▸ AIM OF THE EXERCISE
Report each line of the listing that carries the word "asked".

▸ EXTRACTED ENTRIES
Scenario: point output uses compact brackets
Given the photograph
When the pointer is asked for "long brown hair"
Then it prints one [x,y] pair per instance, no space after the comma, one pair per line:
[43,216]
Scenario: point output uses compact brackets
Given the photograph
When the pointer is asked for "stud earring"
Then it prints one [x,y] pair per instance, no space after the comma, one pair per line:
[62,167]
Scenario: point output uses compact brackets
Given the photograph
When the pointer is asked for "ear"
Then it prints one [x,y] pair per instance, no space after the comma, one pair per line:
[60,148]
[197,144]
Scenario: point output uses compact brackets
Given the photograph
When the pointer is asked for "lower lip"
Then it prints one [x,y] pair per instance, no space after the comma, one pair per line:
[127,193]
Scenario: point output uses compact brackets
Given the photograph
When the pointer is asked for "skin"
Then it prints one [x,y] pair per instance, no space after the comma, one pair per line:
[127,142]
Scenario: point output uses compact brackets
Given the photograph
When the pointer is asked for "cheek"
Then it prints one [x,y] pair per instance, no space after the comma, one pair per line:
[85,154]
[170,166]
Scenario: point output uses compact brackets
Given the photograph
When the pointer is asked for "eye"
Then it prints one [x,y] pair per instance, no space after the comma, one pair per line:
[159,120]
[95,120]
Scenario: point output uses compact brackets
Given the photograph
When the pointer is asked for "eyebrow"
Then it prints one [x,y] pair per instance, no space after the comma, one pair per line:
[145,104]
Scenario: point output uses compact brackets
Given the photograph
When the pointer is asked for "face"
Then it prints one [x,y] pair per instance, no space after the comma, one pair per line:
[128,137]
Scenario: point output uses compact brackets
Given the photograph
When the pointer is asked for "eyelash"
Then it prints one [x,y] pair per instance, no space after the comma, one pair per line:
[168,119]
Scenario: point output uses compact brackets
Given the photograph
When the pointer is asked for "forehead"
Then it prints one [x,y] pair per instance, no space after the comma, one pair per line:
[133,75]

▸ TASK OUTPUT
When the pointer is asked for "long brown hair"
When the pointer is asked for "stud earring"
When the pointer is asked for "ear"
When the pointer is asked for "lower lip"
When the pointer is asked for "skin"
When the pointer is asked for "cheek"
When the pointer is asked for "eye"
When the pointer is asked for "eyebrow"
When the pointer is asked for "face"
When the pointer is asked for "eyelash"
When the pointer is asked for "forehead"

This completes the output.